───── Supplied data ─────

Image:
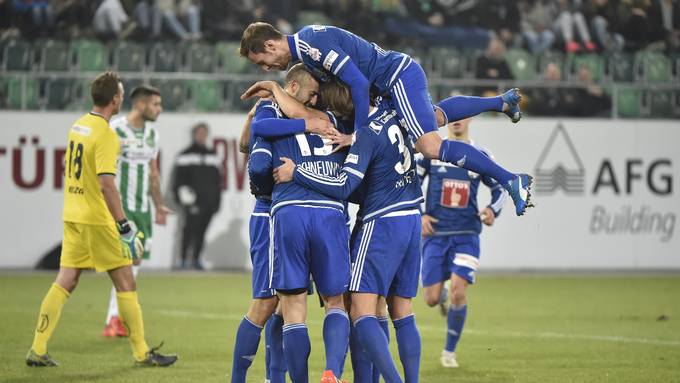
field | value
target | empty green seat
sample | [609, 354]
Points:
[522, 64]
[54, 56]
[18, 92]
[90, 55]
[17, 55]
[129, 57]
[629, 103]
[207, 95]
[448, 62]
[201, 58]
[230, 60]
[591, 61]
[661, 104]
[656, 67]
[165, 58]
[59, 93]
[173, 93]
[621, 67]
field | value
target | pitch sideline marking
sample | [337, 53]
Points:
[509, 334]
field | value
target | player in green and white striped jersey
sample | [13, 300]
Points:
[138, 178]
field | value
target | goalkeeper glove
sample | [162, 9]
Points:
[131, 238]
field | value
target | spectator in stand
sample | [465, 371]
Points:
[197, 189]
[571, 19]
[172, 11]
[492, 65]
[539, 16]
[604, 17]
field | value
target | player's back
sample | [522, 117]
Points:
[379, 66]
[311, 152]
[92, 150]
[390, 182]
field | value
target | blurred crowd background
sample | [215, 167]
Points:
[581, 58]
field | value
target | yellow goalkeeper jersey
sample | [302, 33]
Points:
[92, 149]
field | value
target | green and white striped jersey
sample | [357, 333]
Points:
[137, 148]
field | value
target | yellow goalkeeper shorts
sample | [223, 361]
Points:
[93, 246]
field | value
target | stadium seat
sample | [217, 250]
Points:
[522, 64]
[207, 95]
[448, 62]
[17, 55]
[661, 103]
[90, 55]
[656, 67]
[165, 57]
[592, 61]
[129, 57]
[173, 93]
[54, 56]
[629, 103]
[229, 59]
[59, 93]
[201, 58]
[621, 67]
[16, 92]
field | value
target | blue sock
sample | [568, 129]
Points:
[455, 321]
[277, 360]
[385, 324]
[247, 340]
[460, 107]
[335, 339]
[468, 157]
[408, 340]
[296, 347]
[375, 344]
[361, 363]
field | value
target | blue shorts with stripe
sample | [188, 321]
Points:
[450, 254]
[386, 255]
[411, 99]
[310, 240]
[259, 254]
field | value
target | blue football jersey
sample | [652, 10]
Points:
[325, 50]
[452, 196]
[383, 158]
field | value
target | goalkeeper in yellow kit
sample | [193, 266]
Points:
[96, 232]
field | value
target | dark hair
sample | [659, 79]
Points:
[255, 35]
[299, 73]
[104, 88]
[144, 91]
[338, 99]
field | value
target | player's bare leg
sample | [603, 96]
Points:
[408, 337]
[131, 314]
[336, 337]
[50, 311]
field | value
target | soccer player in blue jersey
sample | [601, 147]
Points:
[451, 224]
[308, 236]
[303, 88]
[381, 160]
[366, 68]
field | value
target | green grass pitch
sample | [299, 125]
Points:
[520, 328]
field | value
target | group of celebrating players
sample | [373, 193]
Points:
[344, 129]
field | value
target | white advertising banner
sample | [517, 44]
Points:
[606, 191]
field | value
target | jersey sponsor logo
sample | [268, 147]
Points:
[352, 159]
[314, 53]
[455, 193]
[82, 130]
[330, 59]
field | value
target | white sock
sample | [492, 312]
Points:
[113, 302]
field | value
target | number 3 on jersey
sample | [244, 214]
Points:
[394, 132]
[75, 164]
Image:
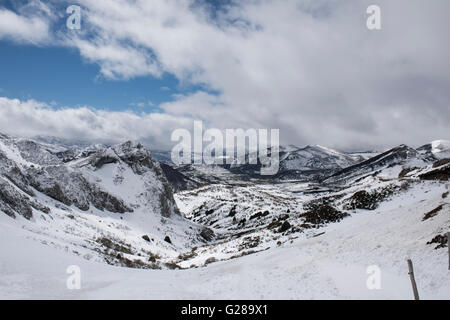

─────

— Task to complete —
Give the records again exactly, without pictures.

— Output below —
Image:
field | value
target | empty green seat
sample | [609, 354]
Points:
[522, 64]
[54, 56]
[18, 92]
[90, 55]
[17, 55]
[129, 57]
[629, 103]
[207, 95]
[448, 62]
[201, 58]
[230, 60]
[591, 61]
[661, 104]
[656, 67]
[165, 58]
[59, 93]
[173, 93]
[621, 67]
field | value
target | pitch sideline marking
sample | [337, 53]
Points:
[509, 334]
field | value
target | player in green and white striped jersey
sample | [13, 300]
Points:
[138, 178]
field | value
target | goalkeeper glove
sample | [162, 9]
Points:
[131, 238]
field | value
target | spectator in stand
sample | [465, 371]
Points:
[197, 189]
[571, 19]
[172, 11]
[492, 65]
[539, 16]
[604, 17]
field | value
target | player's back
sample | [522, 117]
Points:
[379, 66]
[311, 152]
[92, 150]
[390, 182]
field | value
target | blurred crowd background
sample | [215, 167]
Points:
[581, 58]
field | value
target | yellow goalkeeper jersey
sample | [302, 33]
Points:
[92, 149]
field | value
target | green and white striped jersey
sample | [357, 333]
Points:
[137, 148]
field | value
target | yellow goalkeeper shorts
sample | [223, 361]
Points:
[93, 246]
field | value
target | stadium seat
sample | [217, 250]
Points:
[522, 64]
[207, 95]
[448, 62]
[17, 55]
[661, 103]
[90, 55]
[656, 67]
[165, 57]
[592, 61]
[129, 57]
[173, 93]
[54, 56]
[629, 103]
[229, 59]
[59, 93]
[201, 58]
[621, 67]
[16, 92]
field | value
target | blue sock
sample | [568, 129]
Points:
[455, 321]
[277, 360]
[385, 324]
[247, 340]
[460, 107]
[335, 339]
[468, 157]
[408, 340]
[296, 347]
[375, 344]
[361, 363]
field | value
target | blue shorts with stripe
sample | [188, 321]
Points:
[450, 254]
[386, 255]
[411, 99]
[310, 240]
[259, 254]
field | value
target | blue football jersey
sample | [652, 10]
Points:
[325, 50]
[452, 196]
[383, 158]
field | value
target | goalkeeper in yellow kit
sample | [193, 266]
Points:
[96, 232]
field | value
target | dark hair
sample | [659, 79]
Points:
[255, 35]
[299, 73]
[104, 88]
[144, 91]
[338, 99]
field | value
target | player's bare leg
sample | [603, 96]
Points:
[408, 337]
[131, 314]
[336, 337]
[50, 311]
field | value
target | soccer player in blue jersey
sample | [601, 147]
Points:
[451, 224]
[308, 236]
[303, 88]
[381, 160]
[366, 68]
field | value
target | green grass pitch
sample | [299, 125]
Points:
[520, 328]
field | value
target | group of celebrating players
sample | [373, 193]
Points:
[344, 129]
field | value
target | white advertising banner
sample | [517, 44]
Points:
[606, 191]
field | value
target | jersey sponsor logo
sample | [268, 147]
Points:
[352, 159]
[314, 53]
[455, 193]
[82, 130]
[330, 59]
field | value
target | white sock
sample | [492, 312]
Points:
[113, 302]
field | value
target | number 3 on jersey
sample | [244, 214]
Points:
[394, 132]
[75, 164]
Image:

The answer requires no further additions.